▸ About this exercise
Return all lines from the listing below that include the word "necklace".

★ ★ ★ ★ ★

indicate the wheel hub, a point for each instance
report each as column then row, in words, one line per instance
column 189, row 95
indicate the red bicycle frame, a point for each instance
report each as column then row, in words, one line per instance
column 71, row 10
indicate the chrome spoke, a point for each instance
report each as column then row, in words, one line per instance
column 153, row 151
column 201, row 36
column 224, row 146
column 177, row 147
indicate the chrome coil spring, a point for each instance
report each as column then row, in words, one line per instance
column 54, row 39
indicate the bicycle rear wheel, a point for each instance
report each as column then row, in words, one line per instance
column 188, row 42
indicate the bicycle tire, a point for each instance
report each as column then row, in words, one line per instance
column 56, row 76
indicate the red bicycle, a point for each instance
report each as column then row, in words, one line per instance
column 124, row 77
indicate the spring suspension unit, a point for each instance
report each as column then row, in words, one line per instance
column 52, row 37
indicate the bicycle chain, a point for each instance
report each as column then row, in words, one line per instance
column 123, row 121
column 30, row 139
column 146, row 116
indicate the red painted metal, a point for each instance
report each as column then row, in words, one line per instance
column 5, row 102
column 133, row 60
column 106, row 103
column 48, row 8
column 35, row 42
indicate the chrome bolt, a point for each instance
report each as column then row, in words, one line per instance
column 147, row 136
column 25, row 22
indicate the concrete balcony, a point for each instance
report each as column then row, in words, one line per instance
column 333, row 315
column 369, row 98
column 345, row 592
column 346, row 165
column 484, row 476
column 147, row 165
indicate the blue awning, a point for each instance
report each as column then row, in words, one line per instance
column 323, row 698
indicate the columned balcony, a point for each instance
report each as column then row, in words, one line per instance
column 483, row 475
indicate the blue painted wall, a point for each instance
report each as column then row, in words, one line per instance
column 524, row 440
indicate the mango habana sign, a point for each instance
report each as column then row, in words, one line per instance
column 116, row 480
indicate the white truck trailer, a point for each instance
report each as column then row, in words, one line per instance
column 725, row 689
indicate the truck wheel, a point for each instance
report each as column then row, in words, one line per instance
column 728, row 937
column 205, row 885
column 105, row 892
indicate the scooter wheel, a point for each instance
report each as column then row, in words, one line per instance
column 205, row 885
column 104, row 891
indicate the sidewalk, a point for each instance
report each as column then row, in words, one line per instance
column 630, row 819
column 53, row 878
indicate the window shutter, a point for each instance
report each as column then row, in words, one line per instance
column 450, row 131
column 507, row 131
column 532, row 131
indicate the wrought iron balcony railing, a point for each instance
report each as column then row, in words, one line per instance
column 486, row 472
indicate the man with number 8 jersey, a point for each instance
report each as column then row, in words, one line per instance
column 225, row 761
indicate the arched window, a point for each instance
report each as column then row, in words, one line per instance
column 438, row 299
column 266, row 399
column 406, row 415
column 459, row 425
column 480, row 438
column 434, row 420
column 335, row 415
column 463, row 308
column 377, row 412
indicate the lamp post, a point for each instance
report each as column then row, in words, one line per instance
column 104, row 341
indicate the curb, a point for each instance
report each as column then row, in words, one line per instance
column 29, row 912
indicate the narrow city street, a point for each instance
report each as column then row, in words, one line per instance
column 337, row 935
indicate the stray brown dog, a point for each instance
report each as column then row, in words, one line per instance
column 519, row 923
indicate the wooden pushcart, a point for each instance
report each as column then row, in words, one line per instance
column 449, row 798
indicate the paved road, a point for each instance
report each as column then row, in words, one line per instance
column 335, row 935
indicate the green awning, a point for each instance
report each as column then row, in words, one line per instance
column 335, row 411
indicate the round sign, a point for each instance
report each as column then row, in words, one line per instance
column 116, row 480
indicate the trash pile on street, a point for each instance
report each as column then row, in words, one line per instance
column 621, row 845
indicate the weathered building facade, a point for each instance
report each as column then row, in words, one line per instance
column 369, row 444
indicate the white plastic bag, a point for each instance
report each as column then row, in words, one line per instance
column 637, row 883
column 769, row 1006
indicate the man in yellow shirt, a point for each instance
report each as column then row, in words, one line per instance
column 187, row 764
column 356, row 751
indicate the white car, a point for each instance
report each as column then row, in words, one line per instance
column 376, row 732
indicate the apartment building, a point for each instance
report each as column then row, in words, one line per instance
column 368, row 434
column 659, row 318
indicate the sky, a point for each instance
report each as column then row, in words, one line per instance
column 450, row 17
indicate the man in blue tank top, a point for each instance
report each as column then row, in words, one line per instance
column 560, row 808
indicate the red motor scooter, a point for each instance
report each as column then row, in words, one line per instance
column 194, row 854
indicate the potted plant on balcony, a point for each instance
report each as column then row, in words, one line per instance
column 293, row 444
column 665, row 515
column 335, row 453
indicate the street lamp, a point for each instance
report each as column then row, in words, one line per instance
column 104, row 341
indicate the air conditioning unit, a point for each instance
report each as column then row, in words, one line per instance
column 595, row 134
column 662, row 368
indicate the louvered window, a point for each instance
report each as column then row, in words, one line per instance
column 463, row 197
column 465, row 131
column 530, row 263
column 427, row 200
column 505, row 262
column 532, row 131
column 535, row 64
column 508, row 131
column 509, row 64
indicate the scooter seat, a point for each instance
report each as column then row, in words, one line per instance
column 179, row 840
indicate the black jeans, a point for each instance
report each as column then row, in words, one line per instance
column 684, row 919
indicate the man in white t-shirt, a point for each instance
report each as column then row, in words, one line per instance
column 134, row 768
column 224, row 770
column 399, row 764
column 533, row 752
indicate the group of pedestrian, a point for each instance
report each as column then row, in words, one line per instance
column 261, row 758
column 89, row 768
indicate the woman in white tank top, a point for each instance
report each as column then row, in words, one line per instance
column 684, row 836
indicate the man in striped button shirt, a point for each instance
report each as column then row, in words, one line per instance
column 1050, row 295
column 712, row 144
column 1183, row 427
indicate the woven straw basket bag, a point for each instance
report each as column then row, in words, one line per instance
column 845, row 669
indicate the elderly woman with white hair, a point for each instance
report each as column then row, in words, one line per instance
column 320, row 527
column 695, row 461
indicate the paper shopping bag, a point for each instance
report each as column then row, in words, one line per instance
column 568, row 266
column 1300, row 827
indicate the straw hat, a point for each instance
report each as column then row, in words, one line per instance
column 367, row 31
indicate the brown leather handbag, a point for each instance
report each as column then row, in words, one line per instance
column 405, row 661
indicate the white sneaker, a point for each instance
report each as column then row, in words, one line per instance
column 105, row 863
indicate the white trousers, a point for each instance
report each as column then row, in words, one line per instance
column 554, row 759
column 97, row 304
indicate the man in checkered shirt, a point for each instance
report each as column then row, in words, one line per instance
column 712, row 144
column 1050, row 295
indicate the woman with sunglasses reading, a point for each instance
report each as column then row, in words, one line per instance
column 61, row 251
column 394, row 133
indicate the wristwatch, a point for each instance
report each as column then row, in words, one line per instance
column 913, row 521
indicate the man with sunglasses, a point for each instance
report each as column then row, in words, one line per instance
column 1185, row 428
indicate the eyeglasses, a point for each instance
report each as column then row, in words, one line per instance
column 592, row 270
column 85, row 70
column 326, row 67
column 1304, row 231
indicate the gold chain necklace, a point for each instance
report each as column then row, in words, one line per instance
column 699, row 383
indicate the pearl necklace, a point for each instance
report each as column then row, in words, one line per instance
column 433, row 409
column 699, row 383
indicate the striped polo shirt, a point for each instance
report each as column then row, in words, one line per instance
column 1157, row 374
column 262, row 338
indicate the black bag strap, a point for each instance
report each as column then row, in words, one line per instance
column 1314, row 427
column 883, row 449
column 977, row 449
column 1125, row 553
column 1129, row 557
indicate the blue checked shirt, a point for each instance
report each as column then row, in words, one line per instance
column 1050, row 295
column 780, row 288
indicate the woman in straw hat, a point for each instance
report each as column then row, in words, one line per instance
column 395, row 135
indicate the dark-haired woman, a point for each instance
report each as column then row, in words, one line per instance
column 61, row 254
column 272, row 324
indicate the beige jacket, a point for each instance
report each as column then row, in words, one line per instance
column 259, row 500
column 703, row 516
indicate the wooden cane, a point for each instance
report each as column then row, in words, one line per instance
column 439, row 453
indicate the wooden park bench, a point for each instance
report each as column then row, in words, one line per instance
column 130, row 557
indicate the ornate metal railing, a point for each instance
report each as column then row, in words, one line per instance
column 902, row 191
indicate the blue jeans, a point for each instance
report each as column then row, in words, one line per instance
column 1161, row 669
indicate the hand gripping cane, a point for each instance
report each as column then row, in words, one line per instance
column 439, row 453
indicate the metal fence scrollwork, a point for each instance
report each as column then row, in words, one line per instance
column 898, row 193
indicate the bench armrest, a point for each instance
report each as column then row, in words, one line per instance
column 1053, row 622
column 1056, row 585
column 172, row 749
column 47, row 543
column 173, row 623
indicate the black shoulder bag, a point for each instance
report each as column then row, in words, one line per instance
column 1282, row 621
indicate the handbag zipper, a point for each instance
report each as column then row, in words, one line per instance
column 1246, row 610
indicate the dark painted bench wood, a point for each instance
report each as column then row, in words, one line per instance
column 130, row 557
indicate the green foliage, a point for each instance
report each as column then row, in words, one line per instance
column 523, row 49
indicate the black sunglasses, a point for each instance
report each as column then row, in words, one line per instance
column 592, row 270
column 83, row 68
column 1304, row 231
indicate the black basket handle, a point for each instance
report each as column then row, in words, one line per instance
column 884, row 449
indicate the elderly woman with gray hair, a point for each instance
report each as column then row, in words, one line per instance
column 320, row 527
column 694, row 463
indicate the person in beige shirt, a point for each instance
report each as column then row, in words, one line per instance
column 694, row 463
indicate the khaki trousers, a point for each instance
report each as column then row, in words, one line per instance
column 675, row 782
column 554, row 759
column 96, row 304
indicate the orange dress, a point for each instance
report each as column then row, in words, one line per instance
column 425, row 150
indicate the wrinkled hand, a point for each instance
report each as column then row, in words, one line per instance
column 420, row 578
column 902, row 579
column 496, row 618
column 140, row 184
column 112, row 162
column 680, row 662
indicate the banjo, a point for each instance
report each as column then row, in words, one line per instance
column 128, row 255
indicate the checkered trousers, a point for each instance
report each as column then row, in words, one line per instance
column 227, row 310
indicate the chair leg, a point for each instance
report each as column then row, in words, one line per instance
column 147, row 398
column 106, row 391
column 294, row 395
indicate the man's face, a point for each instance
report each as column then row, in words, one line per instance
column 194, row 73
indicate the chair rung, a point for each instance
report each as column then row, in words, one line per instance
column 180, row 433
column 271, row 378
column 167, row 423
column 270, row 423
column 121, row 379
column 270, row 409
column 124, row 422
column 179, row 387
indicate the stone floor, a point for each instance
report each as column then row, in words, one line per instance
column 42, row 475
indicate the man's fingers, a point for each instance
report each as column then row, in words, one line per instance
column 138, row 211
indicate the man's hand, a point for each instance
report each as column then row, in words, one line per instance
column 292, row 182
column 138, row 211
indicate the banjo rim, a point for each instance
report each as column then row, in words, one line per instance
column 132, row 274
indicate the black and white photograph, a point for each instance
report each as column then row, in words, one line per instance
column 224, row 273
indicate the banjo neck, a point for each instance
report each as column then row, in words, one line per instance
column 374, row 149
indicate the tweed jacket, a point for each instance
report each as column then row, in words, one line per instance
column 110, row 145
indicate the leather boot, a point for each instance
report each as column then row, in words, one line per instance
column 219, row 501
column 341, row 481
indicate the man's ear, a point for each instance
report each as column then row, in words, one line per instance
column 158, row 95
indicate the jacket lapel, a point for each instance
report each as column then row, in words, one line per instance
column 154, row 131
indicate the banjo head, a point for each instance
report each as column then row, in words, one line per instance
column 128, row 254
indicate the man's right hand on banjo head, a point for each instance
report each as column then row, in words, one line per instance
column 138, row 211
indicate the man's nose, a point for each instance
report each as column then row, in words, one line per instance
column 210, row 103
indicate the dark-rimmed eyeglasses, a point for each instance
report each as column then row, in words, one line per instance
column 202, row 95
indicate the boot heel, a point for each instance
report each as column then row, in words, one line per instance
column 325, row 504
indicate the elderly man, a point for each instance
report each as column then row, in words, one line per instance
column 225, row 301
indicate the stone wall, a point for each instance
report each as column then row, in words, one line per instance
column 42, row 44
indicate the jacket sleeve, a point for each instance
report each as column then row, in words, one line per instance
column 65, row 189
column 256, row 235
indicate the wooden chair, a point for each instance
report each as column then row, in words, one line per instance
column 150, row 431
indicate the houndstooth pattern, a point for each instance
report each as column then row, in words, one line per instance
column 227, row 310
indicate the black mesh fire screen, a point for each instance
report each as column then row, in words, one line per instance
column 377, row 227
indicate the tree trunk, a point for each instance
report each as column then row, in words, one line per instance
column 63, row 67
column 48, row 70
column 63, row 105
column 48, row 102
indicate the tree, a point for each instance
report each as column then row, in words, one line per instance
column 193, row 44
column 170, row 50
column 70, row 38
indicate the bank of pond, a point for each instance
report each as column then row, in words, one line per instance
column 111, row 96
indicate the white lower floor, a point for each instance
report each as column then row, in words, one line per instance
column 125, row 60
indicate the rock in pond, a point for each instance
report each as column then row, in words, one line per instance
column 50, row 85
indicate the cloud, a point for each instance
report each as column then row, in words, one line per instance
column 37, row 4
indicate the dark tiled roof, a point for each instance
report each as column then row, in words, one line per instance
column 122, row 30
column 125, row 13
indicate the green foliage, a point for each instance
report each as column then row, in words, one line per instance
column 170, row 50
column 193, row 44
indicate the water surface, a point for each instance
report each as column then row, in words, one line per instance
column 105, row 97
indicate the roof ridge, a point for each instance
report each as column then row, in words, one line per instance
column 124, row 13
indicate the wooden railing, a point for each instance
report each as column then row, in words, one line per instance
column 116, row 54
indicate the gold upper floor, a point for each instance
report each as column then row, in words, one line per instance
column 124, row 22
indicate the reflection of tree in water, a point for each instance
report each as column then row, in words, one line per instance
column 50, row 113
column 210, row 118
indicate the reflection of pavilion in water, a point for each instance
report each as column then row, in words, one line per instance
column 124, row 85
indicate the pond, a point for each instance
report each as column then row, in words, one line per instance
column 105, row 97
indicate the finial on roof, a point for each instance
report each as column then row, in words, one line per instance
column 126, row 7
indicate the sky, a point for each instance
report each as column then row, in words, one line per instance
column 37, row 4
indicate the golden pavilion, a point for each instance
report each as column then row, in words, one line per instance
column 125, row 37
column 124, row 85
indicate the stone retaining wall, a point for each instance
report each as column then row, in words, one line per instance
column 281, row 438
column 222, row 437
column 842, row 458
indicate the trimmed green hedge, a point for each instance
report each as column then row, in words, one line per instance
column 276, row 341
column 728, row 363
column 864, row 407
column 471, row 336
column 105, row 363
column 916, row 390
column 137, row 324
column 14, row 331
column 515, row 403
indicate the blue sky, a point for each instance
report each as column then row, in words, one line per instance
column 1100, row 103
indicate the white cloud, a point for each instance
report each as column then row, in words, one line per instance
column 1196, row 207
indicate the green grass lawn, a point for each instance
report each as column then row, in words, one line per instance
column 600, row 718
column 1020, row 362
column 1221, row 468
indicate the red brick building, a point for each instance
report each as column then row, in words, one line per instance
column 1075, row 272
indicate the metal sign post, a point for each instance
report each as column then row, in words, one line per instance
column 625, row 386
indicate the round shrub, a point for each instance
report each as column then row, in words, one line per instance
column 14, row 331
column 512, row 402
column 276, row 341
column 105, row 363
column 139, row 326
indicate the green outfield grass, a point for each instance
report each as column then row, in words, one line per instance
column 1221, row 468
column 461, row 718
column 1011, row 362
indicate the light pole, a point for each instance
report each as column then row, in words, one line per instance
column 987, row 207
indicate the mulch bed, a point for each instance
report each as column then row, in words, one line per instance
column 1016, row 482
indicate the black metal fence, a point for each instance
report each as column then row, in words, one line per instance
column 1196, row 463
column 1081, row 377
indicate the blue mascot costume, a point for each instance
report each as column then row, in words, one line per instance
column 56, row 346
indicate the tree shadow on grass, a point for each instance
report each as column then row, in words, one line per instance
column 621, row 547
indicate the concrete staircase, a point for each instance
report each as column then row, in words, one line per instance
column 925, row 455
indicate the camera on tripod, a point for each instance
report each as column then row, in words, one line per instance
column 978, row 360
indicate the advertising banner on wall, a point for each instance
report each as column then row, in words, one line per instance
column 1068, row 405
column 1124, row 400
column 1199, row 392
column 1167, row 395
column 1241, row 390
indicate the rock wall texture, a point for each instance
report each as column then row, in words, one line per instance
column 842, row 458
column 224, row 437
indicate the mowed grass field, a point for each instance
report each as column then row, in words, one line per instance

★ ★ ★ ★ ★

▸ Exercise solution
indicate the gold chain necklace, a point for each instance
indicate the pearl necklace, a point for each instance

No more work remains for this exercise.